OBJECTIVE
Extract every line of the data below that contains the string "fence", treating the match as case-sensitive.
- - - - -
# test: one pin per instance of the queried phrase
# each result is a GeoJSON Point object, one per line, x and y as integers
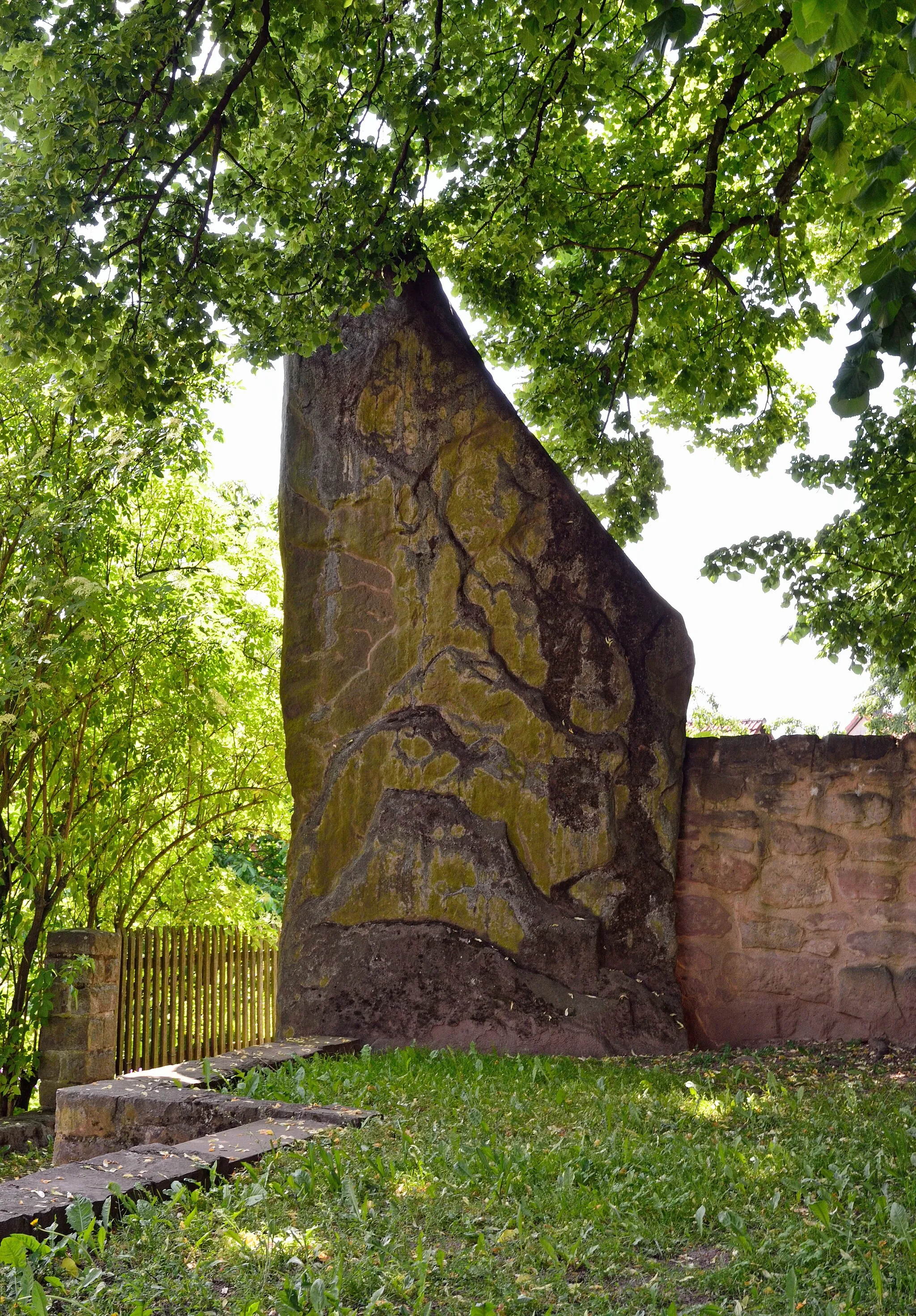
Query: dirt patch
{"type": "Point", "coordinates": [703, 1258]}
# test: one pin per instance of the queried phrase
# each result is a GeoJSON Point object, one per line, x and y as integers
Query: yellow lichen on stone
{"type": "Point", "coordinates": [407, 888]}
{"type": "Point", "coordinates": [599, 894]}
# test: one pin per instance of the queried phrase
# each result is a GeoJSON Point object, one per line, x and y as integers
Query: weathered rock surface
{"type": "Point", "coordinates": [797, 899]}
{"type": "Point", "coordinates": [485, 711]}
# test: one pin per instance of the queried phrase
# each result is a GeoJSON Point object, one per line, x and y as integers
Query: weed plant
{"type": "Point", "coordinates": [774, 1182]}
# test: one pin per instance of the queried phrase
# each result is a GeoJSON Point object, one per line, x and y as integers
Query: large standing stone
{"type": "Point", "coordinates": [485, 712]}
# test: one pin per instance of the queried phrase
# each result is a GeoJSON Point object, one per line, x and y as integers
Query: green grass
{"type": "Point", "coordinates": [767, 1182]}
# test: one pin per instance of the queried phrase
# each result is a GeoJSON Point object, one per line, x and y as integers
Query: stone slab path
{"type": "Point", "coordinates": [147, 1131]}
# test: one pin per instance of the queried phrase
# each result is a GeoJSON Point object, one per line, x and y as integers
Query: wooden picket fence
{"type": "Point", "coordinates": [189, 993]}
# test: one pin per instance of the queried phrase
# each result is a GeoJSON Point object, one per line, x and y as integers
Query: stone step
{"type": "Point", "coordinates": [37, 1201]}
{"type": "Point", "coordinates": [265, 1056]}
{"type": "Point", "coordinates": [170, 1109]}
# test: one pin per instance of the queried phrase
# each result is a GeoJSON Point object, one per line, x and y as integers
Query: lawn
{"type": "Point", "coordinates": [767, 1182]}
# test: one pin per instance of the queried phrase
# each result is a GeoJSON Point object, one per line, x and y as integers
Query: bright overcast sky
{"type": "Point", "coordinates": [736, 628]}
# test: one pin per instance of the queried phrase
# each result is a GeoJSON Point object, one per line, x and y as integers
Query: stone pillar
{"type": "Point", "coordinates": [485, 718]}
{"type": "Point", "coordinates": [78, 1040]}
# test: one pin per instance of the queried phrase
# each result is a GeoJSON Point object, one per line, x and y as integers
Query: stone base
{"type": "Point", "coordinates": [394, 985]}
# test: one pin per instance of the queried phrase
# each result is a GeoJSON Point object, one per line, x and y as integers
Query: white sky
{"type": "Point", "coordinates": [736, 628]}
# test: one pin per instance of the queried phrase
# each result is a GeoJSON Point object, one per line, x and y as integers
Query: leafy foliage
{"type": "Point", "coordinates": [261, 863]}
{"type": "Point", "coordinates": [543, 1184]}
{"type": "Point", "coordinates": [137, 618]}
{"type": "Point", "coordinates": [626, 225]}
{"type": "Point", "coordinates": [852, 585]}
{"type": "Point", "coordinates": [706, 719]}
{"type": "Point", "coordinates": [883, 706]}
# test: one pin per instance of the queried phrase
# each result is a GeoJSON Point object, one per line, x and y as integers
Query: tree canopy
{"type": "Point", "coordinates": [645, 200]}
{"type": "Point", "coordinates": [139, 670]}
{"type": "Point", "coordinates": [637, 204]}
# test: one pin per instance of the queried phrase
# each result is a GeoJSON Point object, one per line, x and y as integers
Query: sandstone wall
{"type": "Point", "coordinates": [485, 716]}
{"type": "Point", "coordinates": [797, 889]}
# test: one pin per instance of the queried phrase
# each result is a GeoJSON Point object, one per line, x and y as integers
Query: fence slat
{"type": "Point", "coordinates": [189, 993]}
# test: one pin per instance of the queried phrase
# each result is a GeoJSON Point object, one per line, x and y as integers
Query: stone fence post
{"type": "Point", "coordinates": [78, 1041]}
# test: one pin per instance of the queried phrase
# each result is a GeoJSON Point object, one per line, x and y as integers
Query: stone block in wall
{"type": "Point", "coordinates": [823, 943]}
{"type": "Point", "coordinates": [483, 706]}
{"type": "Point", "coordinates": [717, 867]}
{"type": "Point", "coordinates": [772, 934]}
{"type": "Point", "coordinates": [887, 943]}
{"type": "Point", "coordinates": [866, 993]}
{"type": "Point", "coordinates": [868, 885]}
{"type": "Point", "coordinates": [794, 886]}
{"type": "Point", "coordinates": [78, 1041]}
{"type": "Point", "coordinates": [859, 808]}
{"type": "Point", "coordinates": [803, 977]}
{"type": "Point", "coordinates": [702, 916]}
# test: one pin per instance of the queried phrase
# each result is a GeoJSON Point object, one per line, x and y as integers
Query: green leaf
{"type": "Point", "coordinates": [693, 24]}
{"type": "Point", "coordinates": [81, 1215]}
{"type": "Point", "coordinates": [876, 196]}
{"type": "Point", "coordinates": [791, 1289]}
{"type": "Point", "coordinates": [793, 57]}
{"type": "Point", "coordinates": [851, 24]}
{"type": "Point", "coordinates": [827, 132]}
{"type": "Point", "coordinates": [15, 1251]}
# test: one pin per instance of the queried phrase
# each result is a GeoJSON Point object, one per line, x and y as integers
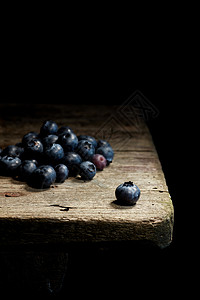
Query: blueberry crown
{"type": "Point", "coordinates": [128, 183]}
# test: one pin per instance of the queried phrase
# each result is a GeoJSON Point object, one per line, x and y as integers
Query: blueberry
{"type": "Point", "coordinates": [48, 127]}
{"type": "Point", "coordinates": [29, 136]}
{"type": "Point", "coordinates": [99, 161]}
{"type": "Point", "coordinates": [9, 165]}
{"type": "Point", "coordinates": [72, 160]}
{"type": "Point", "coordinates": [89, 138]}
{"type": "Point", "coordinates": [62, 173]}
{"type": "Point", "coordinates": [85, 149]}
{"type": "Point", "coordinates": [53, 153]}
{"type": "Point", "coordinates": [49, 140]}
{"type": "Point", "coordinates": [68, 141]}
{"type": "Point", "coordinates": [64, 129]}
{"type": "Point", "coordinates": [13, 150]}
{"type": "Point", "coordinates": [127, 193]}
{"type": "Point", "coordinates": [33, 149]}
{"type": "Point", "coordinates": [26, 169]}
{"type": "Point", "coordinates": [42, 177]}
{"type": "Point", "coordinates": [87, 170]}
{"type": "Point", "coordinates": [107, 152]}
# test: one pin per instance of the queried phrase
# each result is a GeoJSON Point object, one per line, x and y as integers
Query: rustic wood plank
{"type": "Point", "coordinates": [78, 211]}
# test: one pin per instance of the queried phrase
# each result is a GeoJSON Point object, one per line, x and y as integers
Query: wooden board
{"type": "Point", "coordinates": [78, 211]}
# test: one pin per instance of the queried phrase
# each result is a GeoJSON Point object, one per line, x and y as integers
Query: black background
{"type": "Point", "coordinates": [102, 71]}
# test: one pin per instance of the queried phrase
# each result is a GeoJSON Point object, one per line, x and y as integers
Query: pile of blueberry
{"type": "Point", "coordinates": [53, 155]}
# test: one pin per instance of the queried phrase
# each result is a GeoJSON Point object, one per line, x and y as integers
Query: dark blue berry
{"type": "Point", "coordinates": [53, 153]}
{"type": "Point", "coordinates": [26, 169]}
{"type": "Point", "coordinates": [9, 165]}
{"type": "Point", "coordinates": [33, 149]}
{"type": "Point", "coordinates": [29, 136]}
{"type": "Point", "coordinates": [85, 149]}
{"type": "Point", "coordinates": [48, 127]}
{"type": "Point", "coordinates": [42, 177]}
{"type": "Point", "coordinates": [62, 173]}
{"type": "Point", "coordinates": [107, 152]}
{"type": "Point", "coordinates": [89, 138]}
{"type": "Point", "coordinates": [68, 141]}
{"type": "Point", "coordinates": [127, 193]}
{"type": "Point", "coordinates": [87, 170]}
{"type": "Point", "coordinates": [72, 160]}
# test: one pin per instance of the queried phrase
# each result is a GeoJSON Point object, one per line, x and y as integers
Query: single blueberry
{"type": "Point", "coordinates": [48, 127]}
{"type": "Point", "coordinates": [127, 193]}
{"type": "Point", "coordinates": [26, 169]}
{"type": "Point", "coordinates": [72, 160]}
{"type": "Point", "coordinates": [53, 153]}
{"type": "Point", "coordinates": [33, 149]}
{"type": "Point", "coordinates": [42, 177]}
{"type": "Point", "coordinates": [87, 170]}
{"type": "Point", "coordinates": [29, 136]}
{"type": "Point", "coordinates": [107, 152]}
{"type": "Point", "coordinates": [68, 141]}
{"type": "Point", "coordinates": [62, 173]}
{"type": "Point", "coordinates": [9, 165]}
{"type": "Point", "coordinates": [85, 149]}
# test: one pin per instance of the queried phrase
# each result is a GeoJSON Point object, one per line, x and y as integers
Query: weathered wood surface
{"type": "Point", "coordinates": [78, 211]}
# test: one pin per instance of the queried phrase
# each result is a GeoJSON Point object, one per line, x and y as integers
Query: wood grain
{"type": "Point", "coordinates": [78, 211]}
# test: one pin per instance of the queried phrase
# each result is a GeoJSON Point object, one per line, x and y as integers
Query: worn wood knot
- - - - -
RESULT FOR THIS TASK
Query: wooden picket fence
Query: fence slat
Query: stone fence post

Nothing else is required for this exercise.